* TEXT PROVIDED:
=======

In 1878 it was noted in a town hall meeting that the indigent who would normally be buried in Locust Grove Cemetery were henceforth to be buried in Washington Cemetery since recent rains drenched the grounds making it impractical to continue burials there.

Also in 1878, in a report to the Louisiana Board of Health, it was noted that “Having been used for many years, the same graves were made to receive the bodies of many dead—as many as six occupying a single grave!” The report went on to describe how the bones were raked and thrown out, with the coffin then being broken up and prized out. A new coffin was placed in the dirt mold of the old one. The dirt was then used to cover the new coffin…dirt containing body bones and skulls all heaped on the newest coffin. In 1877 citizens had presented a petition to the City Council in which they described the horrible conditions: how the stench in the summer pervaded their homes and that they were in dread of infectious and pestilential diseases whose victims were brought from all parts of the city and buried in their midst, making them fear for their lives. The 1878 report declared the graveyard an outrageous nuisance and recommended the selection of a site for a Potter’s Field in the neighborhood of the cemeteries, far in the rear of the city. The report also noted that the petition of the people fell on deaf Council ears and that a new square of ground was selected immediately adjoining the first. It noted that this new Potter’s Field (square #363 above) was a low marsh in which the sexton sometimes had to float the dead to their graves weighting them into their new homes, the whole graveyard often being a foot under water.

=======

* SOURCE MATERIAL:
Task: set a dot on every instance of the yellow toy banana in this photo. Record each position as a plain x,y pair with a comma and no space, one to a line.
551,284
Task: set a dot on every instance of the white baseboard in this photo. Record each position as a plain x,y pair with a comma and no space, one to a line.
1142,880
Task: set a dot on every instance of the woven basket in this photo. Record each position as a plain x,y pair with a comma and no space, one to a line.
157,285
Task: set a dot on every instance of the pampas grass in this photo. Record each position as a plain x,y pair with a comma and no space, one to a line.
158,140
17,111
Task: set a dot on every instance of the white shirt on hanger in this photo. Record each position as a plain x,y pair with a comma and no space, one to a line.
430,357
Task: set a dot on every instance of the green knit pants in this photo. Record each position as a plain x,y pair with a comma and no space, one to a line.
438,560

=======

* HOW TO COMPLETE THIS TASK:
Please continue the passage on burial conditions at Locust Grove Cemetery and the Potter's Field from the point where it stops.

* EXPECTED ANSWER:
(As an aside, for anyone who may be doing research on this person, there is an article in The New Orleans Bulletin, May 29, 1875 regarding George Banks, a “colored youth” 19 years old, a native of Tennessee who supposedly died in the Small Pox Hospital in New Orleans of small pox. His body was provided with a certificate of burial and he was taken to the Potters Field—Locust Grove Cemetery—where, on the way, a witness saw that he was still alive. She saw his hand moving to remove the lid and that the cart driver put a pillow over his head to stop his movement. Apparently, poor George Banks was buried alive. He had been in a coma in the hospital but no one noticed.)

In 1879 the New Orleans Sanitary Committee hired a contractor at 27 ½ cents per cubic yard to fill in Locust Grove Cemetery but the city council decided to do it themselves. Locust Grove was filled up and no more burials were allowed.

In the second of this three part series about the Thomy Lafon school(s) more will be provided on the school and the toxic dump site.

Lenora A. Gobert–with gracious assistance from Keith Weldon Medley author of Plessy v. Ferguson The Fight Against Legal Segregation and Black Life in Old New Orleans. Keith can be found at .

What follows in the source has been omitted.